== What you will do ==
Turn the rows below into a numbered list, dropping any blank lines.

[Coordinate annotation entries]
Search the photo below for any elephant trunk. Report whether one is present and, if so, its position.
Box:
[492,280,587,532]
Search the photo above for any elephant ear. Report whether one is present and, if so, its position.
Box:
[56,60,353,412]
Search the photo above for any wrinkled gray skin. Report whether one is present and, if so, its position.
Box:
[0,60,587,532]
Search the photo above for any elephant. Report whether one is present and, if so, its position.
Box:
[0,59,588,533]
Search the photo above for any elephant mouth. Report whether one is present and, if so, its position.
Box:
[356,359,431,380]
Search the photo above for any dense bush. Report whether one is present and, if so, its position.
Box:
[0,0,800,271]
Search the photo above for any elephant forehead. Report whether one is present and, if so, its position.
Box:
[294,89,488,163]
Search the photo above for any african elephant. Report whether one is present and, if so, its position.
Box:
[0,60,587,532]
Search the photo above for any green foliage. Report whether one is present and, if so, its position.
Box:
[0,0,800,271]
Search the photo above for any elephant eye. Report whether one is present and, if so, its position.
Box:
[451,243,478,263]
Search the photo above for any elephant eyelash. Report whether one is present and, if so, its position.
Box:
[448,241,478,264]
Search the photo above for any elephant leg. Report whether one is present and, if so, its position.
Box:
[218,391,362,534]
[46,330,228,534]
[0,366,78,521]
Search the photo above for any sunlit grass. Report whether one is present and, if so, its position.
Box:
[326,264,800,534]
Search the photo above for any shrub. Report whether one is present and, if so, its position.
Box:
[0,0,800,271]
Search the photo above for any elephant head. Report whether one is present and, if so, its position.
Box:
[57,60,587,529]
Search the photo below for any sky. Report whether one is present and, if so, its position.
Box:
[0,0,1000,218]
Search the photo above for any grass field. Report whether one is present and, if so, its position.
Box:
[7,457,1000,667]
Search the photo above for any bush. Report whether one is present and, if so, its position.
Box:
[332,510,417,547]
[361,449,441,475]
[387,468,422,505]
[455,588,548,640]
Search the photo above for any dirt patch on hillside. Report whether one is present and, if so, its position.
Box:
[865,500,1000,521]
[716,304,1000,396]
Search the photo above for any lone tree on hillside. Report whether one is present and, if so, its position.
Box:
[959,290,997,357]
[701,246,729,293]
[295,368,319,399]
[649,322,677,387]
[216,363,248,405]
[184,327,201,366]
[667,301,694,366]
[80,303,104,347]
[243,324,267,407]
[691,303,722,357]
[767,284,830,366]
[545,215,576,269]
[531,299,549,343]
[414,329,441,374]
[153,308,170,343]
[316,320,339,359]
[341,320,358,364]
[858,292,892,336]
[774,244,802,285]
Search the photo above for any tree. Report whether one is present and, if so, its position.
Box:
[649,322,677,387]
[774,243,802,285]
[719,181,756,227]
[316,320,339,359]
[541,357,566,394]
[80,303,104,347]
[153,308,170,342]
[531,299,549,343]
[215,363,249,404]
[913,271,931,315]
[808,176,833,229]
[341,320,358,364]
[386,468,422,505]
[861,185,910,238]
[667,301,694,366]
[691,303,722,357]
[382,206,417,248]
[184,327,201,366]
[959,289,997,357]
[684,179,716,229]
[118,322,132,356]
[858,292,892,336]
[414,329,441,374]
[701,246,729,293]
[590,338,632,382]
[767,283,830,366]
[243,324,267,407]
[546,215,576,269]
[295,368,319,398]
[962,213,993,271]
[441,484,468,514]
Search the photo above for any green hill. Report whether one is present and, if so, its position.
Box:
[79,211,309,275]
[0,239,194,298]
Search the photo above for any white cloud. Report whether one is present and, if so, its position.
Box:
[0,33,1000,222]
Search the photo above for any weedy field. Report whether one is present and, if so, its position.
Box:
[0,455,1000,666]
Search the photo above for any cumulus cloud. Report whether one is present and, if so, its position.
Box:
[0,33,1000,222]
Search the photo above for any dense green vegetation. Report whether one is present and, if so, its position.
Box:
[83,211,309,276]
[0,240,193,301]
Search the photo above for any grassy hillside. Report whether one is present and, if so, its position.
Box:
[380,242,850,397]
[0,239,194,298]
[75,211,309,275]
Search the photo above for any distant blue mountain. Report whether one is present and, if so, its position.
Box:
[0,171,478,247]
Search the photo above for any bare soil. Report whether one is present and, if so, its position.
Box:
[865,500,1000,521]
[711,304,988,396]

== Task result ==
1. Search the photo below for any elephant trunk. Report whether one is present and, if so, its position.
2. Box:
3. [492,280,587,532]
4. Search the photo above for any elephant ear. Report whether one is present and, if so, its position.
5. Box:
6. [56,60,353,412]
7. Search the photo above for any wrinkled gray skin. Report whether one is present and, if so, its position.
8. Box:
9. [0,60,587,532]
10. Search the photo above for any elephant. Report whether one is present and, if so, its position.
11. Box:
12. [0,59,588,533]
13. Search the photo above for any elephant mouth. Report whether one is present and, if so, its position.
14. Box:
15. [356,359,431,380]
16. Search the photo above for any dense bush. Report whether one is present and, if so, its position.
17. Box:
18. [0,0,800,271]
19. Search the photo above for any elephant forehead. Report whether one is present and, if so, its position.
20. Box:
21. [294,89,488,163]
22. Search the photo above for any african elephant. Report whether one is present and, if so, its position.
23. Box:
24. [0,60,587,532]
25. Search the photo above for any green foliage. Report whether one is present and, if so, its position.
26. Box:
27. [0,0,800,271]
28. Search the photo above for any elephant eye. Report whether one is present and, if so, its position.
29. Box:
30. [451,243,478,263]
31. Search the photo above for any elephant eyelash. Report whether one is present and, if so, its position.
32. Box:
33. [448,241,478,264]
34. Search the photo above for any elephant leg. Report whether one is present and, if so, its position.
35. Box:
36. [218,391,362,534]
37. [46,330,228,534]
38. [0,366,78,521]
39. Search the photo above for any sunlit grass. Report whether one is present and, if so, its position.
40. Box:
41. [326,264,800,534]
42. Search the photo above for any shrub. Report whether one is present and, if so, its position.
43. Box:
44. [0,0,800,271]
45. Search the photo above for any elephant head. Report whether one is present and, if so, its position.
46. Box:
47. [57,60,587,529]
48. Search the photo below for any sky. Report whether one is present and, if so, its position.
49. Box:
50. [0,0,1000,218]
51. Search the photo above for any grass field. Report whether one is present and, if so, its position.
52. Box:
53. [7,457,1000,667]
54. Search the photo above for any bush. Report whether one is present and, if so, its position.
55. Box:
56. [332,510,417,547]
57. [361,449,441,475]
58. [387,468,422,505]
59. [455,588,548,640]
60. Search the photo above for any dirt patch on hillside. Report whether one is present and, if so, its position.
61. Box:
62. [865,500,1000,521]
63. [716,304,1000,396]
64. Search the photo above for any lone tree on hillside. Report whether one is present and, if so, its position.
65. Box:
66. [959,290,997,357]
67. [701,246,729,293]
68. [295,368,319,399]
69. [649,322,677,387]
70. [216,363,248,405]
71. [184,327,201,366]
72. [667,301,694,366]
73. [80,303,104,347]
74. [243,324,267,407]
75. [691,303,722,357]
76. [767,284,830,366]
77. [545,215,576,269]
78. [531,299,549,343]
79. [414,329,441,374]
80. [153,308,170,343]
81. [316,320,339,359]
82. [341,320,358,364]
83. [858,292,892,336]
84. [774,244,802,285]
85. Search the photo above for any tree. Report whether one is present and, if so, its position.
86. Box:
87. [649,322,677,387]
88. [774,243,802,285]
89. [719,181,756,227]
90. [316,320,339,359]
91. [541,357,566,394]
92. [80,303,104,347]
93. [153,308,170,342]
94. [531,299,549,343]
95. [215,363,249,404]
96. [913,271,931,315]
97. [808,176,833,229]
98. [341,320,358,364]
99. [386,468,422,505]
100. [861,185,910,238]
101. [667,301,694,366]
102. [691,303,722,357]
103. [382,206,417,248]
104. [184,327,201,366]
105. [959,289,997,357]
106. [684,179,716,229]
107. [118,322,132,356]
108. [858,292,892,336]
109. [414,329,441,374]
110. [701,246,729,293]
111. [590,338,632,382]
112. [767,283,830,366]
113. [243,324,267,407]
114. [546,215,576,269]
115. [295,368,319,398]
116. [962,213,993,271]
117. [441,484,468,514]
118. Search the photo above for any green hill. Report whether one is present and, if so, its position.
119. Box:
120. [79,211,309,275]
121. [0,239,194,298]
122. Search the photo above for any white cloud. Report whether one is present and, if so, its position.
123. Box:
124. [0,33,1000,222]
125. Search the photo above for any weedy field. Report whether one is present and, if so, its position.
126. Box:
127. [0,455,1000,666]
128. Search the photo above for any cumulus cloud. Report whether one is present and, if so, its position.
129. Box:
130. [0,33,1000,222]
131. Search the photo above for any dense green vegetation. Report whether one is present and, if so, its position.
132. Box:
133. [83,211,309,276]
134. [0,240,193,301]
135. Search the photo above for any grassy hillside. Report whether one is present and, if so, its position.
136. Box:
137. [380,242,850,397]
138. [0,239,194,298]
139. [75,211,309,275]
140. Search the photo above for any distant blue mountain. Report whether one is present and, if so, its position.
141. Box:
142. [0,171,478,247]
143. Search the photo above for any bare soil. Report whether one is present and, if so, its position.
144. Box:
145. [865,500,1000,521]
146. [711,304,988,396]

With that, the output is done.